Provided data:
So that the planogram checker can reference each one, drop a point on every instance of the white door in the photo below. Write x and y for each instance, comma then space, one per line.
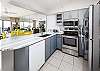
36, 56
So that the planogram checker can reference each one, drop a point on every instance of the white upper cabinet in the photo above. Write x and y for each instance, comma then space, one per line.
36, 56
70, 14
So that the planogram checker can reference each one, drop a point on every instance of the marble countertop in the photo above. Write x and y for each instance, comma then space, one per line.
18, 42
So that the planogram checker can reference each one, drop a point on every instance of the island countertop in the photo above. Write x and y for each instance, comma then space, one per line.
17, 42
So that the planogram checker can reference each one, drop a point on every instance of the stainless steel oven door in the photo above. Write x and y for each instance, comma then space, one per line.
70, 42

Work instructions: Could you write out all of the records above again, with each one's wording and its answers, multiplying every point coordinate in the answers by 1.5 and rounding to whole numbers, halves up? Leave the pictures out.

The answer:
So that the planogram checker can reference each one, drop a point on every instance of the white door in the photo below. Write x and y for each instance, comma then space, one per line.
54, 84
So that the planogram checker can reference each one, drop a point on every instance of the white upper cabinet in the photo above. Write x and y for each instance, comma then space, one per line.
54, 84
105, 21
So that the planogram checker can reference each one, drop a point on every instance of the marble countertop in the photo above. Write x and y for each instance, comma then space, one per line.
27, 63
So that the planogram checker can reference each one, drop a point on every instance of the island countertop in the photo above. Write x and y for each instance, comma then space, one per line.
26, 63
So that the planogram checker can reference each one, drop a point on every instance of the stainless steel oven door in the photo above. Write x and y for each instance, comma then space, one per line.
105, 63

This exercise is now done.